- DATA ROWS
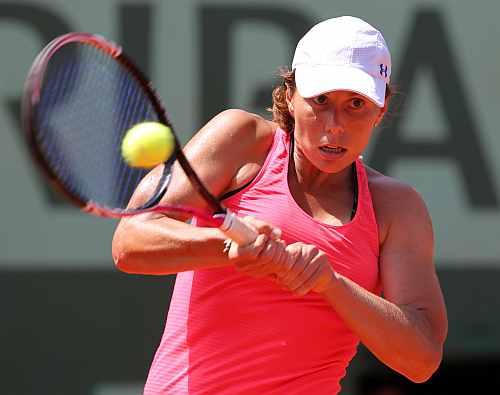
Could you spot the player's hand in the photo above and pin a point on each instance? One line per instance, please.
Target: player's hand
(306, 269)
(264, 256)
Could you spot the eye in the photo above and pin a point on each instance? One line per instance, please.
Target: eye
(357, 102)
(321, 99)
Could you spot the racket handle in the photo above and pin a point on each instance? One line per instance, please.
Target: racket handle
(237, 230)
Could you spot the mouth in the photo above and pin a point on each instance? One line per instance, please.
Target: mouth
(332, 151)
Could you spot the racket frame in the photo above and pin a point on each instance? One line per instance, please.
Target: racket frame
(31, 99)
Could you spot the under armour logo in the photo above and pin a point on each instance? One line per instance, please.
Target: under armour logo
(383, 71)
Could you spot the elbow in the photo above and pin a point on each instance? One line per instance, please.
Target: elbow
(122, 255)
(422, 370)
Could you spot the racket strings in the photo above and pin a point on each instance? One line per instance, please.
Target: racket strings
(87, 103)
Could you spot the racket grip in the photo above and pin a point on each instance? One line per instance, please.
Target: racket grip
(237, 230)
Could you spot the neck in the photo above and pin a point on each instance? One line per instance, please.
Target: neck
(311, 179)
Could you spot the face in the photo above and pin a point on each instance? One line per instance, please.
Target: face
(333, 129)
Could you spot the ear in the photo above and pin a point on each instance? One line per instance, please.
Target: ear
(381, 115)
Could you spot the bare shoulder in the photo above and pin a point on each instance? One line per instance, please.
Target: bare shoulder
(395, 202)
(242, 130)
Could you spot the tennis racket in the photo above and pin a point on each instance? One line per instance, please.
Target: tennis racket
(81, 96)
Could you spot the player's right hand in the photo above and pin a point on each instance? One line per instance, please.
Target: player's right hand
(264, 256)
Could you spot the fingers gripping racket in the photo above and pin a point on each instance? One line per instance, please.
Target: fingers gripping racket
(81, 96)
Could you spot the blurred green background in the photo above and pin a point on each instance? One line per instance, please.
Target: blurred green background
(72, 324)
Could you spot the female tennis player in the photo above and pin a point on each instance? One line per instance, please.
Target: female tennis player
(344, 253)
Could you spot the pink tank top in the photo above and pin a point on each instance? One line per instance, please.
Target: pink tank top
(227, 333)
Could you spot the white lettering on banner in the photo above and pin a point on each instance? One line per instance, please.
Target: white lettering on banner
(36, 229)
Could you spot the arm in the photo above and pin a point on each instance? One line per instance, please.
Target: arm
(225, 153)
(407, 328)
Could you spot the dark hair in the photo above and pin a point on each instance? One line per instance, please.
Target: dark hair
(279, 110)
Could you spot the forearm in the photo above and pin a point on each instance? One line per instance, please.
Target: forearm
(399, 336)
(166, 246)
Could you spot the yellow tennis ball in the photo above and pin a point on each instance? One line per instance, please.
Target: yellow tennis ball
(147, 144)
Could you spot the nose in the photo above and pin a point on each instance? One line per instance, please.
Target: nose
(331, 121)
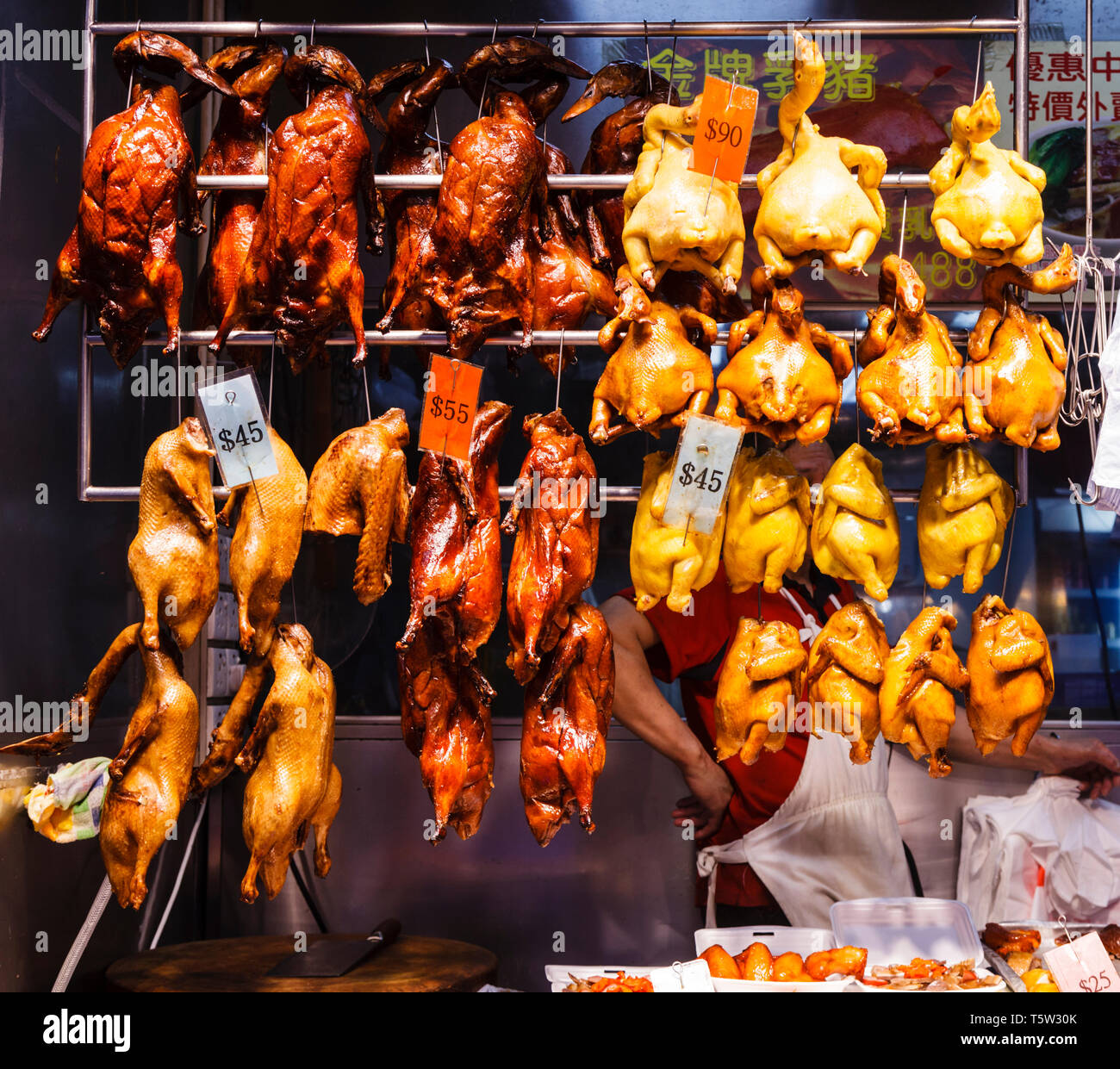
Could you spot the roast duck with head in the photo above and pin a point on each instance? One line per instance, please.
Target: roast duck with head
(121, 255)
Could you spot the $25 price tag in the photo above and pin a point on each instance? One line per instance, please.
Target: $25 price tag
(705, 456)
(234, 418)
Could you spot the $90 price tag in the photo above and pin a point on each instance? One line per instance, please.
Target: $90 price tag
(705, 455)
(235, 422)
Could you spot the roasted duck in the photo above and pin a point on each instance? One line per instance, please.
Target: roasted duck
(292, 784)
(121, 255)
(761, 680)
(787, 375)
(917, 703)
(855, 533)
(359, 487)
(846, 668)
(768, 520)
(1011, 676)
(563, 741)
(1015, 380)
(988, 204)
(908, 385)
(668, 562)
(810, 202)
(556, 523)
(265, 543)
(302, 275)
(962, 514)
(174, 556)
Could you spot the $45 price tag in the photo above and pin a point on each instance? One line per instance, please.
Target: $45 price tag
(705, 455)
(234, 419)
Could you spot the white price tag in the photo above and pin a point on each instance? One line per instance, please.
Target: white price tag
(234, 419)
(705, 456)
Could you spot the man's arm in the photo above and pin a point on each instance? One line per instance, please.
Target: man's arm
(642, 707)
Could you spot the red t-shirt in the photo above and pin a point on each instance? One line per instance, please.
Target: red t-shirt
(693, 649)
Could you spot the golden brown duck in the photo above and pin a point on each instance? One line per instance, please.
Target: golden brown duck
(811, 205)
(563, 740)
(917, 703)
(121, 255)
(1015, 380)
(302, 275)
(265, 543)
(761, 676)
(555, 519)
(292, 784)
(174, 556)
(988, 204)
(962, 514)
(1011, 676)
(908, 385)
(359, 487)
(787, 375)
(855, 533)
(846, 668)
(768, 520)
(668, 562)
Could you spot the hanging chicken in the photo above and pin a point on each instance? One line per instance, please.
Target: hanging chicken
(359, 487)
(768, 520)
(1015, 380)
(908, 385)
(121, 255)
(758, 684)
(1011, 676)
(989, 204)
(917, 703)
(555, 518)
(855, 533)
(846, 668)
(302, 275)
(962, 514)
(563, 741)
(811, 202)
(787, 375)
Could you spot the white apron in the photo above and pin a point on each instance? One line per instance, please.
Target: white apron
(835, 837)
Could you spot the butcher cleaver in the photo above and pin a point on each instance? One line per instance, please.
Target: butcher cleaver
(336, 957)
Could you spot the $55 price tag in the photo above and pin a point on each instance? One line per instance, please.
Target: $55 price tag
(705, 456)
(234, 419)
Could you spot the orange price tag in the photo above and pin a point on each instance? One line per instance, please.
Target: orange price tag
(449, 407)
(723, 138)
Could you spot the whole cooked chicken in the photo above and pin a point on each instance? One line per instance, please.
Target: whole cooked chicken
(359, 487)
(811, 202)
(962, 514)
(265, 543)
(292, 784)
(1015, 380)
(768, 520)
(1011, 676)
(456, 575)
(989, 204)
(855, 533)
(121, 255)
(302, 275)
(555, 519)
(917, 703)
(908, 385)
(787, 375)
(761, 676)
(563, 740)
(174, 556)
(846, 668)
(668, 562)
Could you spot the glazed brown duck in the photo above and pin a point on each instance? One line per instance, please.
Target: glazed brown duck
(121, 255)
(302, 275)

- TASK PROMPT
Give every line of the listing above as a numbered list, skipping blank lines and leaving out the pictures.

- SOLUTION FOR THIS EXERCISE
1. Could you spot the player's hand in the photo above and pin a point on each instance? One line per instance, please.
2. Target: player's hand
3. (306, 269)
4. (264, 256)
5. Could you spot the eye in the photo above and pin a point on each instance? One line per instance, please.
6. Target: eye
7. (357, 102)
8. (321, 99)
9. Could you spot the racket handle in the photo above and pin a point on each instance? One line per instance, please.
10. Target: racket handle
11. (237, 230)
12. Could you spot the mouth in the photo above and pin a point on each instance? One line per instance, please.
13. Target: mouth
14. (332, 151)
15. Could you spot the racket frame in the photo above and pin a point on each instance? One line per instance, please.
16. Target: racket frame
17. (31, 99)
18. Could you spot the under armour logo in the photo above and pin a point on each instance? One line per instance, please.
19. Target: under armour logo
20. (383, 71)
21. Could you spot the elbow in the photo above and pin a point on each instance? One line per instance, please.
22. Target: elbow
23. (122, 255)
24. (422, 370)
25. Could you spot the racket strings in the photo above and pin a point on each instance? One line per instance, please.
26. Target: racket strings
27. (87, 103)
28. Could you spot the racket grip in the photo above and pin a point on each instance? One line per instance, please.
29. Target: racket grip
30. (237, 230)
31. Could you spot the neck in the photo above and pin a point on each instance? One line per instance, please.
32. Target: neck
33. (311, 179)
34. Could you spot the face in the photo above and pin a point on each instance? One line per instance, please.
35. Target: face
36. (333, 129)
37. Could you spot the ear in the photo above and pin a point on each instance? One line per instance, please.
38. Target: ear
39. (381, 115)
40. Could you spot the bare shoulder in the photo above and pin a point on each instance? One line per instance, please.
41. Target: bare shoulder
42. (395, 202)
43. (242, 130)
44. Could you spot the tennis racket in the photo above and pin a point on each instance? One line per instance, please.
45. Target: tennis racket
46. (81, 96)
47. Could you spot the player's right hand in the photo above and pin a point on each instance? One line per instance, please.
48. Target: player's right hand
49. (264, 256)
50. Could you spot the fingers gripping racket in the photo above and pin a point on each instance? One line per instance, please.
51. Target: fingers gripping racket
52. (81, 96)
53. Could you spot the blurred green background in the photo above and pin a point on each instance? One line per instance, please.
54. Target: blurred green background
55. (72, 324)
56. Could you spot the female tennis player in the photo above and pin a point on each instance? One line per instance, please.
57. Target: female tennis player
58. (344, 253)
59. Could you spot the pink tank top in the photo above and pin a point on each instance? One line per instance, please.
60. Target: pink tank top
61. (227, 333)
62. Could you spot the white lettering on banner in the photo above and pin a point on each instance? One line per instance, please.
63. Target: white lettering on banner
64. (36, 229)
65. Could you spot the arm in the photo above and pin a point on each instance? One line per instance, please.
66. Target: arm
67. (225, 153)
68. (407, 328)
69. Could you spot the dark hair in the photo above and pin a point on each instance? One line per instance, please.
70. Target: dark hair
71. (279, 110)
72. Could you spot the forearm in the photo above and pin a point on each instance? One line per instance, please.
73. Target: forearm
74. (399, 336)
75. (166, 246)
76. Could you spot the yellow tennis ball in the photo above and pin a point on each instance? One line per instance, please.
77. Target: yellow tennis ball
78. (147, 144)
79. Could you spot the nose in the photo above and pin a point on each instance? One line per instance, please.
80. Target: nose
81. (331, 121)
82. Could you spot the roast duck with head in the photo above and pin a point on each instance? One line per instance, please.
83. Target: roast duck with head
84. (121, 255)
85. Could you spot the $25 price tag in the photo above and pin a point on each instance? One line per instance, please.
86. Target: $25 price tag
87. (705, 456)
88. (234, 418)
89. Could you spot the $90 price tag in the photo above and pin a point on each instance? One line per instance, please.
90. Target: $90 price tag
91. (705, 455)
92. (235, 422)
93. Could you spot the roasted duck in the photo above and pin a point on each instance? One line per instance, please.
94. Target: roasted duck
95. (292, 784)
96. (121, 255)
97. (761, 680)
98. (787, 375)
99. (917, 703)
100. (855, 533)
101. (359, 487)
102. (846, 668)
103. (768, 520)
104. (1011, 676)
105. (563, 741)
106. (1015, 380)
107. (988, 204)
108. (908, 385)
109. (668, 562)
110. (810, 202)
111. (556, 523)
112. (265, 543)
113. (302, 275)
114. (962, 514)
115. (174, 556)
116. Could you spot the $45 price tag in the photo above and pin a point on each instance? One line per instance, please.
117. Target: $45 price tag
118. (705, 455)
119. (234, 419)
120. Could you spot the white price tag in the photo above and pin a point on each instance? One line per instance, please.
121. Target: white price tag
122. (234, 419)
123. (705, 456)
124. Could you spot the man's arm in the photo above and pin a point on each instance? One line per instance, please.
125. Target: man's arm
126. (642, 707)
127. Could you spot the red t-shirt in the photo above and pin a point on each instance? One line per instance, please.
128. Target: red t-shirt
129. (693, 649)
130. Could you spot the golden brown duck in the photo above and pin a point on each instance? One line per instance, please.
131. Target: golden brown duck
132. (811, 205)
133. (563, 740)
134. (917, 703)
135. (121, 255)
136. (1015, 380)
137. (302, 275)
138. (265, 543)
139. (761, 676)
140. (555, 519)
141. (292, 784)
142. (174, 556)
143. (988, 204)
144. (962, 514)
145. (1011, 676)
146. (908, 385)
147. (359, 487)
148. (787, 375)
149. (855, 533)
150. (846, 668)
151. (768, 520)
152. (668, 562)
153. Could you spot the hanging chicken in the photo above and pin a point on each instance? One line per instance, please.
154. Target: hanging chicken
155. (359, 487)
156. (768, 520)
157. (1015, 380)
158. (908, 385)
159. (121, 255)
160. (758, 684)
161. (1011, 676)
162. (989, 204)
163. (917, 703)
164. (555, 518)
165. (855, 533)
166. (846, 668)
167. (302, 275)
168. (962, 514)
169. (563, 741)
170. (811, 202)
171. (787, 375)
172. Could you spot the white apron in the photo above and pin a point on each instance? One line per instance, please.
173. Target: white apron
174. (835, 837)
175. Could you spot the butcher cleaver in the photo above and pin a point on each instance? One line per instance, please.
176. Target: butcher cleaver
177. (336, 957)
178. Could you spot the $55 price tag in the photo above and pin a point on each instance? One line per instance, please.
179. Target: $55 price tag
180. (705, 456)
181. (234, 419)
182. Could you spot the orange price tag in the photo above and pin a point on each instance? One line per instance, please.
183. Target: orange price tag
184. (449, 407)
185. (723, 138)
186. Could you spot the whole cooked chicken in the photo above and pin a point on each instance? One line per instance, please.
187. Target: whole cooked chicken
188. (359, 487)
189. (811, 202)
190. (962, 514)
191. (265, 543)
192. (292, 784)
193. (1015, 380)
194. (768, 520)
195. (1011, 676)
196. (456, 575)
197. (989, 204)
198. (855, 533)
199. (121, 255)
200. (302, 275)
201. (555, 519)
202. (917, 703)
203. (908, 385)
204. (787, 375)
205. (761, 676)
206. (563, 740)
207. (174, 556)
208. (846, 668)
209. (668, 562)
210. Could you spot the glazed brown duck in the photo above and pin a point on each instance? One line per instance, please.
211. Target: glazed brown duck
212. (121, 255)
213. (302, 275)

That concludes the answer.